> **TEXTAUSZUG**
__________
Frage an Ralf Hofmann von Sven M. bezüglich Landwirtschaft und Ernährung

Was tun Sie dafür landwirtschaftliche Flächen zu schonen, den Landfrass zu stoppen und wie unterstützen Sie die moderne Landwirtschaft bei der Imagepflege gegenüber dem Endverbraucher und der überhandnehmenden Freizeitgesellschaft?

Antwort von
SPD

Sehr geehrter Herr May,

vielen Dank für Ihre Frage. Bitte entschuldigen Sie, dass es etwas gedauert hat mit meiner Antwort. Aber da ich über kein Abgeordnetenbüro verfüge, muss ich derlei Dinge i.d.R. selbst erledigen und das kann dann mitunter etwas mehr Zeit in Anspruch nehmen.

Wie Sie vielleicht wissen, bin ich noch kein Abgeordneter, sondern kandidiere für den nächsten Deutschen Bundestag. Daher könnte ich Ihnen jetzt Versatzstücke aus dem bestehenden Partei- oder Wahlprogramm liefern, da ich einzelne Sachfrage noch nicht so tief eingearbeitet sein kann.
Ich verstehe Ihre Fragen aber so, dass es Ihnen um meine Haltung geht. Dazu kann ich Ihnen gerne Auskunft geben.
Gestatten Sie mir, dass dazu ich Ihre Frage in zwei Teile splitte:
Erstens geht es um Flächenfraß, zweitens um die Förderung moderner Landwirtschaft.
__________
> **EINTRÄGE**
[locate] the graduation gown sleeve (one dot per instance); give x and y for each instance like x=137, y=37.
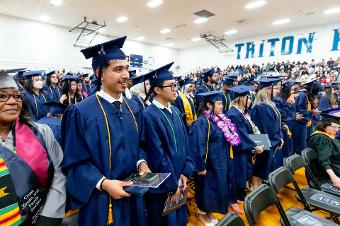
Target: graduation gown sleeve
x=56, y=197
x=198, y=136
x=268, y=122
x=246, y=142
x=77, y=165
__________
> **DEINE AUFGABE**
Beantworte diese Fragen zum Textauszug:
1. Welche Partei steht über der Antwort?
2. Warum hat die Antwort etwas länger gedauert?
3. In welche zwei Teile teilt der Antwortende die Frage auf?

> **LÖSUNG**
1. Die SPD.
2. Er hat kein Abgeordnetenbüro und muss solche Dinge in der Regel selbst erledigen.
3. Erstens in den Flächenfraß, zweitens in die Förderung moderner Landwirtschaft.